**Aim of the exercise:** Count the lines in the listing below that contain the string "window", treating uppercase and lowercase letters as distinct. Give only the number.

Items start

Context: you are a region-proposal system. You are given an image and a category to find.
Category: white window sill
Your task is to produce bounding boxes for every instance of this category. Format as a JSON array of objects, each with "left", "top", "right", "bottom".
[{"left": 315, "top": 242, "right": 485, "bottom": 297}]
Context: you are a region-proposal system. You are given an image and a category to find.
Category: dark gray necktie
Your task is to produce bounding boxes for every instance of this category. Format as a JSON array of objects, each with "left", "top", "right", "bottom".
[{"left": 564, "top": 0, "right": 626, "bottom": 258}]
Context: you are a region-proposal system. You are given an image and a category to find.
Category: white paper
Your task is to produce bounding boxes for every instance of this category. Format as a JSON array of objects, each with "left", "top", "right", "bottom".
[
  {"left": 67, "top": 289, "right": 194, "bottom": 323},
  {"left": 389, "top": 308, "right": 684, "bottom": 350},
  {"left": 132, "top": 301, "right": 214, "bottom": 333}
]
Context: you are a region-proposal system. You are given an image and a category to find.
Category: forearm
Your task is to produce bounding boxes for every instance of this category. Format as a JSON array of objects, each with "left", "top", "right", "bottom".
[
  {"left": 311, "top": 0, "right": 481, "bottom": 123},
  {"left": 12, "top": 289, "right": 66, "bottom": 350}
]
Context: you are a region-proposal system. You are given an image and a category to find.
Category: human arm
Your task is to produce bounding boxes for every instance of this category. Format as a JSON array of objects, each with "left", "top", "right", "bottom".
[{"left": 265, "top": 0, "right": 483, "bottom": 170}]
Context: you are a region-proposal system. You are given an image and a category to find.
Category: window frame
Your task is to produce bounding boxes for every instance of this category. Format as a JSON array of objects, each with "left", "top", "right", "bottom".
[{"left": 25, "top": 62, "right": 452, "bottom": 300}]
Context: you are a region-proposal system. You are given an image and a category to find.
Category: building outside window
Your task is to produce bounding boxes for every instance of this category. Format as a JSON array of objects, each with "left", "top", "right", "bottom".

Items end

**Solution to this task:** 3